§ **GOAL OF THE EXERCISE**
Reproduce the items below word for word, starting at the line that contains "Task: locate every instance of the dress" and ending at the line that contains "<point>508,432</point>", with both of those lines included. Leave the pictures out of your copy.

§ **SUPPLIED DATA**
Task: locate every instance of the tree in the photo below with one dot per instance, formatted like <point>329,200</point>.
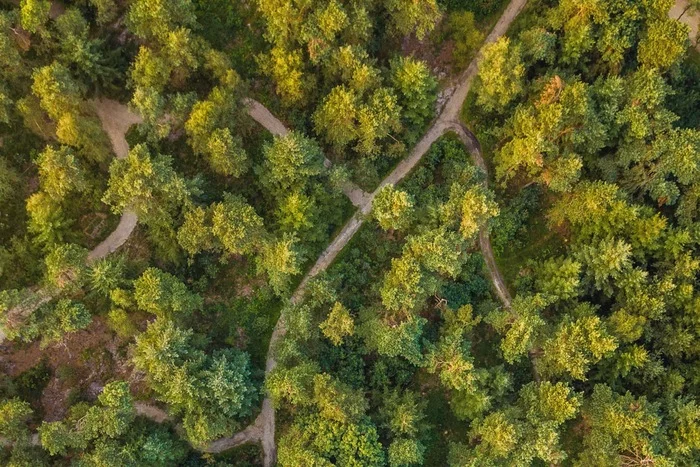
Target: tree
<point>210,124</point>
<point>559,278</point>
<point>401,290</point>
<point>149,186</point>
<point>154,20</point>
<point>466,36</point>
<point>392,208</point>
<point>65,267</point>
<point>438,250</point>
<point>393,340</point>
<point>622,428</point>
<point>338,324</point>
<point>34,14</point>
<point>165,295</point>
<point>291,161</point>
<point>210,390</point>
<point>517,435</point>
<point>110,418</point>
<point>520,326</point>
<point>416,87</point>
<point>280,261</point>
<point>417,16</point>
<point>663,44</point>
<point>452,360</point>
<point>65,317</point>
<point>405,452</point>
<point>314,440</point>
<point>293,385</point>
<point>236,224</point>
<point>60,172</point>
<point>336,116</point>
<point>287,71</point>
<point>336,401</point>
<point>14,415</point>
<point>107,274</point>
<point>501,75</point>
<point>195,234</point>
<point>575,346</point>
<point>376,120</point>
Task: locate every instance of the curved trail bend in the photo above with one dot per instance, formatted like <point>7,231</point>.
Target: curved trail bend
<point>263,429</point>
<point>116,119</point>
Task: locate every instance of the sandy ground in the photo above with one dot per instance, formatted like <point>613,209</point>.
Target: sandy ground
<point>692,19</point>
<point>448,120</point>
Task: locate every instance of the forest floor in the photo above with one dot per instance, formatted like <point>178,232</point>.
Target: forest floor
<point>116,119</point>
<point>692,19</point>
<point>448,120</point>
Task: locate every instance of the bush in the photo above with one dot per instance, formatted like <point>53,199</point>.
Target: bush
<point>466,35</point>
<point>480,8</point>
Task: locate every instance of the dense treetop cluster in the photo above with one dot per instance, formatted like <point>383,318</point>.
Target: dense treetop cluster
<point>401,353</point>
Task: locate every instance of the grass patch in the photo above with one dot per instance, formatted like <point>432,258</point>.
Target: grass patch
<point>534,240</point>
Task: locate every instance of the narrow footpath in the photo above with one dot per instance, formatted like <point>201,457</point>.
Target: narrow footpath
<point>116,120</point>
<point>263,429</point>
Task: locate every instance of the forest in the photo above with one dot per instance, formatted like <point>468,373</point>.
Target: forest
<point>349,232</point>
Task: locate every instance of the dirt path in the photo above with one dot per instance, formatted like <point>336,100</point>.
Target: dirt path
<point>679,11</point>
<point>116,120</point>
<point>448,120</point>
<point>264,117</point>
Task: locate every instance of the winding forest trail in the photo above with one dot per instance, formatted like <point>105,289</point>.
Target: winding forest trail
<point>681,12</point>
<point>116,120</point>
<point>263,429</point>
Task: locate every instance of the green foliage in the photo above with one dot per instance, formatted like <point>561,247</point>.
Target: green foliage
<point>210,390</point>
<point>467,38</point>
<point>620,425</point>
<point>392,208</point>
<point>164,295</point>
<point>338,324</point>
<point>34,14</point>
<point>412,79</point>
<point>314,440</point>
<point>418,17</point>
<point>500,75</point>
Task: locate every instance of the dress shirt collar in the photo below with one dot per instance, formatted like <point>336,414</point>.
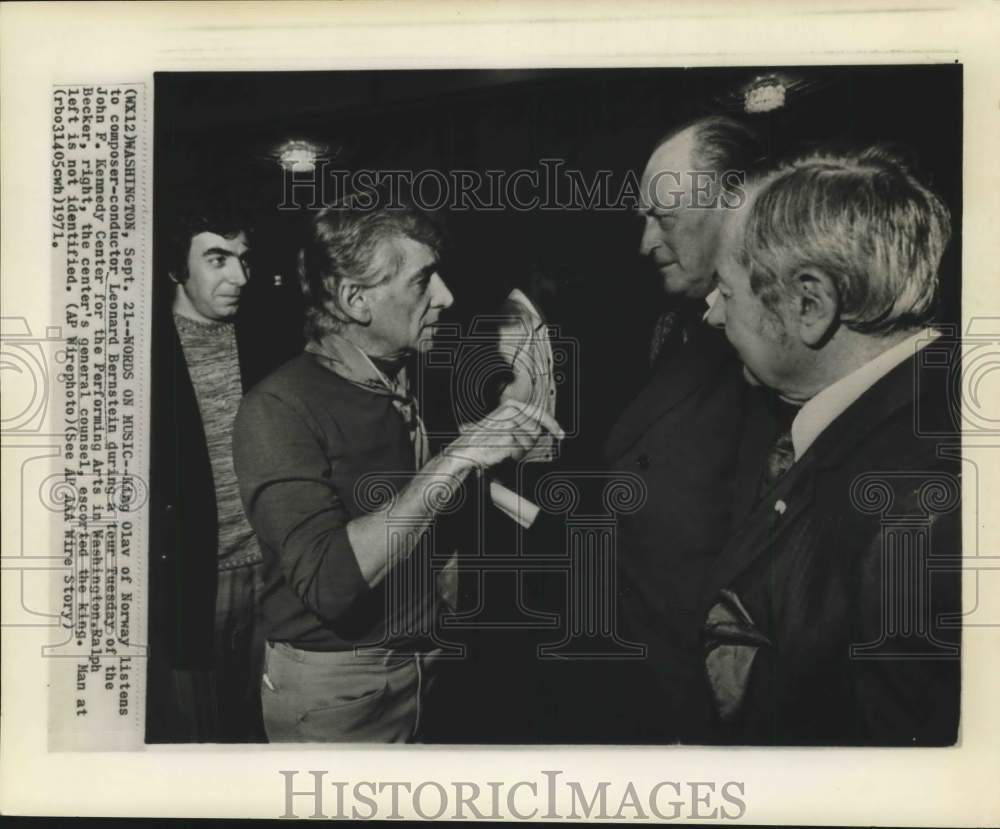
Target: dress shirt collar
<point>821,410</point>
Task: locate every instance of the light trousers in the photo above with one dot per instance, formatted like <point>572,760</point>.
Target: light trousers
<point>372,695</point>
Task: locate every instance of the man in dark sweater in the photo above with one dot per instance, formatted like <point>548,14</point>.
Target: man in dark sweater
<point>205,561</point>
<point>337,480</point>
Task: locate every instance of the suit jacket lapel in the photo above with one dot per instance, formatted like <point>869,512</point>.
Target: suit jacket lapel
<point>678,376</point>
<point>778,512</point>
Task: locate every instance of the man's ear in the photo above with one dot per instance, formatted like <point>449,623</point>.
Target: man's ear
<point>817,306</point>
<point>353,301</point>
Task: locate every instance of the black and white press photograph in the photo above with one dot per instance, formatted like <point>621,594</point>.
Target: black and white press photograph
<point>546,407</point>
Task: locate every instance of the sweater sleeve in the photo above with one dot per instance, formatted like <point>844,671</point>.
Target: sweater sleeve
<point>286,487</point>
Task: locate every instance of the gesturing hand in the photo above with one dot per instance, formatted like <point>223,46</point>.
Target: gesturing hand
<point>509,431</point>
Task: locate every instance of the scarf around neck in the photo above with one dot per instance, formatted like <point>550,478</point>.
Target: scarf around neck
<point>338,354</point>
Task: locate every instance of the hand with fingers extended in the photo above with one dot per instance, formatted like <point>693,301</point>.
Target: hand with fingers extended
<point>508,432</point>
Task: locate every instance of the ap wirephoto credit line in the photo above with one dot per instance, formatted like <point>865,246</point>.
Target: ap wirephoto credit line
<point>401,439</point>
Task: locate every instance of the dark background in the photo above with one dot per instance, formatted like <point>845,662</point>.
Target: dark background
<point>214,132</point>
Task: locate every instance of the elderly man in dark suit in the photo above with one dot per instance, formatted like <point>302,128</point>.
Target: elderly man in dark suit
<point>683,431</point>
<point>836,614</point>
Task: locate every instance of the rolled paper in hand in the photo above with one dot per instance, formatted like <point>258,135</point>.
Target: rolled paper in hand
<point>516,507</point>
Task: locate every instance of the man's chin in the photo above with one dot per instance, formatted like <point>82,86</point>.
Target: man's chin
<point>751,378</point>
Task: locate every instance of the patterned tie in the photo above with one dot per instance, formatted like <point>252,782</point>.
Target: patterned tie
<point>782,453</point>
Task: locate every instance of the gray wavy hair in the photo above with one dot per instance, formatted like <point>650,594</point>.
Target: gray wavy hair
<point>341,243</point>
<point>865,220</point>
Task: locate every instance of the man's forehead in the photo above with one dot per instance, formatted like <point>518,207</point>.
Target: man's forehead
<point>668,172</point>
<point>406,252</point>
<point>208,240</point>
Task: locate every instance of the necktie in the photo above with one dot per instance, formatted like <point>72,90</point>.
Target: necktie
<point>781,456</point>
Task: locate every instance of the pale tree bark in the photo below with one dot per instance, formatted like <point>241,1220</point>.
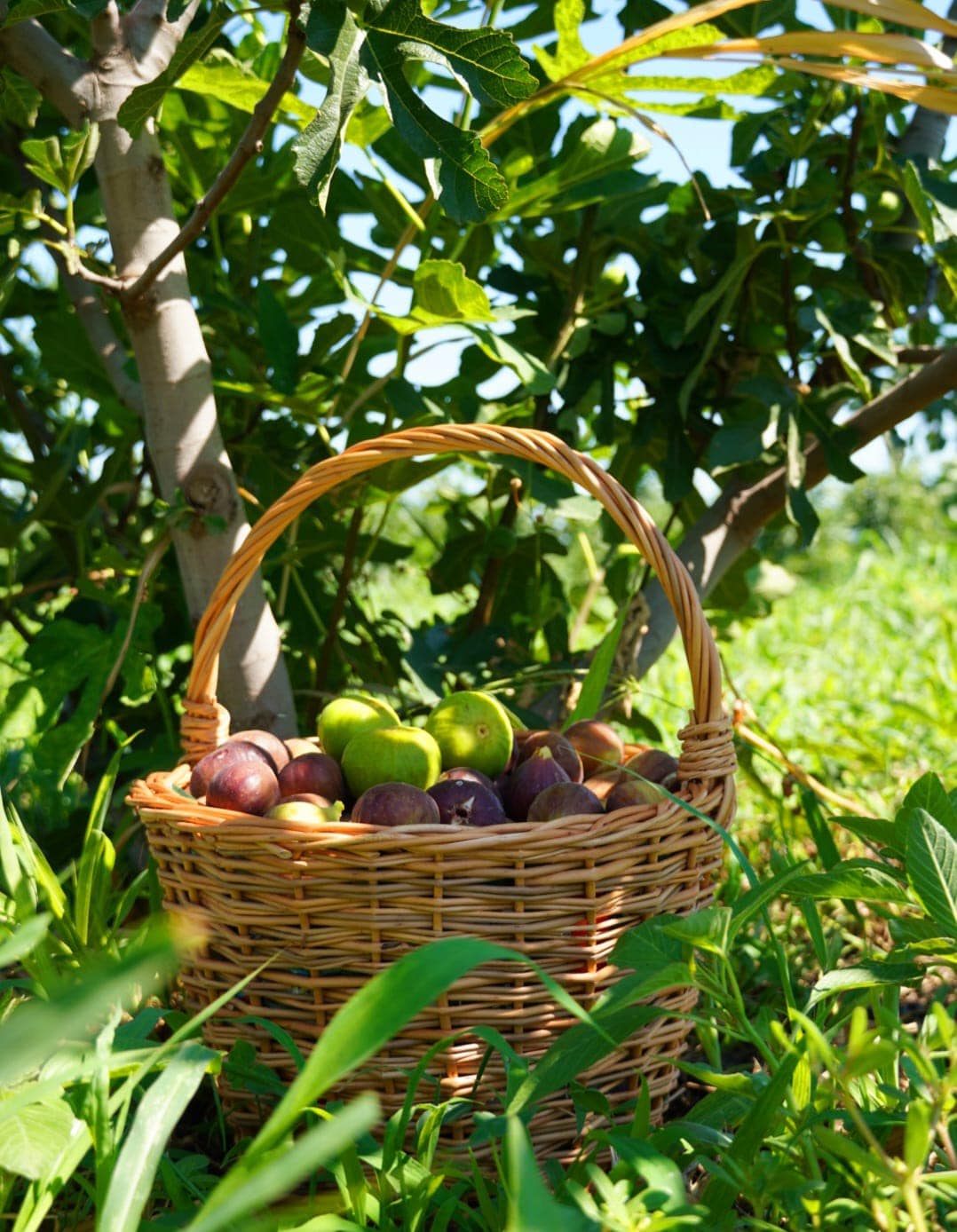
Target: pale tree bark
<point>175,377</point>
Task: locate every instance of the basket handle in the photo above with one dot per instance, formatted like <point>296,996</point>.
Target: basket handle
<point>206,723</point>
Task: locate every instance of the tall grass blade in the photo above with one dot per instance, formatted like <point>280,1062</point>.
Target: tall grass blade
<point>36,1031</point>
<point>931,865</point>
<point>251,1185</point>
<point>378,1010</point>
<point>593,689</point>
<point>531,1206</point>
<point>159,1111</point>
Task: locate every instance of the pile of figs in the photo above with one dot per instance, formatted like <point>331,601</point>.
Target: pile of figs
<point>468,764</point>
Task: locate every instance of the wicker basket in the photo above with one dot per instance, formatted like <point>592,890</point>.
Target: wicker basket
<point>330,910</point>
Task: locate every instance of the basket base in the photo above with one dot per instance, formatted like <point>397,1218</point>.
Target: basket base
<point>557,1127</point>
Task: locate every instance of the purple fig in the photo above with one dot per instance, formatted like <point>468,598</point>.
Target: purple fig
<point>655,765</point>
<point>565,800</point>
<point>560,749</point>
<point>225,754</point>
<point>471,775</point>
<point>271,746</point>
<point>528,778</point>
<point>396,803</point>
<point>315,772</point>
<point>244,786</point>
<point>598,746</point>
<point>467,802</point>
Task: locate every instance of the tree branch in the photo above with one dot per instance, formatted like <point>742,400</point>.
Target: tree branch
<point>63,79</point>
<point>730,526</point>
<point>95,320</point>
<point>249,146</point>
<point>150,38</point>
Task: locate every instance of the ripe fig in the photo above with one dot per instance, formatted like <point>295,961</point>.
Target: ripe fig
<point>603,784</point>
<point>631,793</point>
<point>654,764</point>
<point>563,800</point>
<point>271,746</point>
<point>528,778</point>
<point>244,786</point>
<point>471,775</point>
<point>598,746</point>
<point>314,772</point>
<point>560,749</point>
<point>467,802</point>
<point>225,754</point>
<point>396,803</point>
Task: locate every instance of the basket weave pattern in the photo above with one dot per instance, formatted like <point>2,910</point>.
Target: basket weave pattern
<point>329,910</point>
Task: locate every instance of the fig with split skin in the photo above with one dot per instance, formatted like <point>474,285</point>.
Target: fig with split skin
<point>244,787</point>
<point>565,800</point>
<point>396,803</point>
<point>467,802</point>
<point>471,775</point>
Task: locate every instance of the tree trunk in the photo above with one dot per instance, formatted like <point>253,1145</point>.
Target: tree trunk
<point>178,409</point>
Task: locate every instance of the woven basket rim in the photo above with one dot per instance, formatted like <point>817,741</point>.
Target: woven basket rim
<point>158,794</point>
<point>206,723</point>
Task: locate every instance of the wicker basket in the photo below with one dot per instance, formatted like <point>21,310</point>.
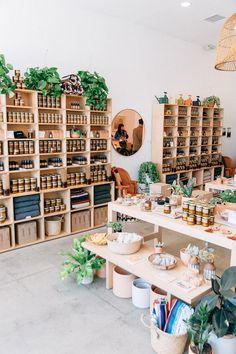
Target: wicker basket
<point>165,343</point>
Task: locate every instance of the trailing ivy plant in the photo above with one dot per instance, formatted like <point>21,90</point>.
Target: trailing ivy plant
<point>46,80</point>
<point>148,173</point>
<point>95,89</point>
<point>6,84</point>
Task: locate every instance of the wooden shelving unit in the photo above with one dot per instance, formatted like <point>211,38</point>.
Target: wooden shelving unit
<point>60,130</point>
<point>187,142</point>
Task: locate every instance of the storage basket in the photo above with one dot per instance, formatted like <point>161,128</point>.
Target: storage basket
<point>165,343</point>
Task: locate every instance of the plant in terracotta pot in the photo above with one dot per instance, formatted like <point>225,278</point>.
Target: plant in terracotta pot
<point>199,328</point>
<point>46,80</point>
<point>222,305</point>
<point>95,89</point>
<point>211,101</point>
<point>6,84</point>
<point>81,262</point>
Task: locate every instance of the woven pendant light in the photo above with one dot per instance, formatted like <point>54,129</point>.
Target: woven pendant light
<point>226,48</point>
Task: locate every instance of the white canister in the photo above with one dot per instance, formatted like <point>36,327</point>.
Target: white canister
<point>122,283</point>
<point>141,293</point>
<point>226,344</point>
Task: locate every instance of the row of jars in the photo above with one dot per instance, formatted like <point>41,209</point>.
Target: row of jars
<point>96,145</point>
<point>76,178</point>
<point>54,205</point>
<point>76,119</point>
<point>78,160</point>
<point>26,164</point>
<point>50,118</point>
<point>48,101</point>
<point>23,185</point>
<point>51,181</point>
<point>48,146</point>
<point>99,119</point>
<point>20,147</point>
<point>75,145</point>
<point>98,159</point>
<point>20,117</point>
<point>3,213</point>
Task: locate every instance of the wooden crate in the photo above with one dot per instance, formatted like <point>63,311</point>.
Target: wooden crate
<point>5,238</point>
<point>80,220</point>
<point>26,232</point>
<point>100,215</point>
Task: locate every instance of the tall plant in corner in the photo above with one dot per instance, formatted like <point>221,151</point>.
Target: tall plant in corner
<point>46,80</point>
<point>6,84</point>
<point>95,89</point>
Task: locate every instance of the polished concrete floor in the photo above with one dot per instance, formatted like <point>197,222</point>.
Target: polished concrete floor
<point>40,314</point>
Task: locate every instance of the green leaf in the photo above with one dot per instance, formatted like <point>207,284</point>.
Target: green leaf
<point>228,279</point>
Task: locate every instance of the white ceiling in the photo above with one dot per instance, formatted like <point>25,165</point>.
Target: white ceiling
<point>168,16</point>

§ **FINAL RESULT**
Task: locate every instance of the dress shirt collar in the photo below with one dot per instance, formatted like <point>336,414</point>.
Target: dress shirt collar
<point>821,410</point>
Task: locate every instance of the light trousers in the photo above with one dot per instance, formatted like <point>572,760</point>.
Target: light trousers
<point>372,695</point>
Task: locate every instance of the man in dark sweater in the photo above with one dot per instance, formatted like <point>548,14</point>.
Target: man in dark sweater
<point>205,561</point>
<point>337,480</point>
Task: locate every instance of the suit jacket lapel in the photo above with one dot per instance, formatted like <point>869,512</point>.
Target: suit jacket lapel
<point>678,376</point>
<point>778,512</point>
Task: locate every instance of the man's ear in the photo above with one dot per instance, formatted like <point>449,623</point>.
Target: man's ear
<point>817,306</point>
<point>353,301</point>
Task: locate every instance of the black and white press photograph in the photo above with one dot per instance, formatted like <point>621,594</point>.
Target: black and white press photograph
<point>546,407</point>
Task: locate every instance of the sweater sleeve in the photo above with one dot per instance, formatted like <point>844,671</point>.
Target: sweater sleeve
<point>286,487</point>
Task: locate every instance of the gesturing hand in the photo above with one dot per instance, formatted like <point>223,46</point>.
Target: gesturing hand
<point>509,431</point>
Task: locate every instance of the scarf around neck in the photo above with one dot per instance, formatted like <point>550,478</point>.
Target: scarf around neck
<point>338,354</point>
Task: locate every instance of the hand with fingers extended in the photo above with one dot per instance, formatted like <point>693,301</point>.
Target: hand with fingers extended
<point>508,432</point>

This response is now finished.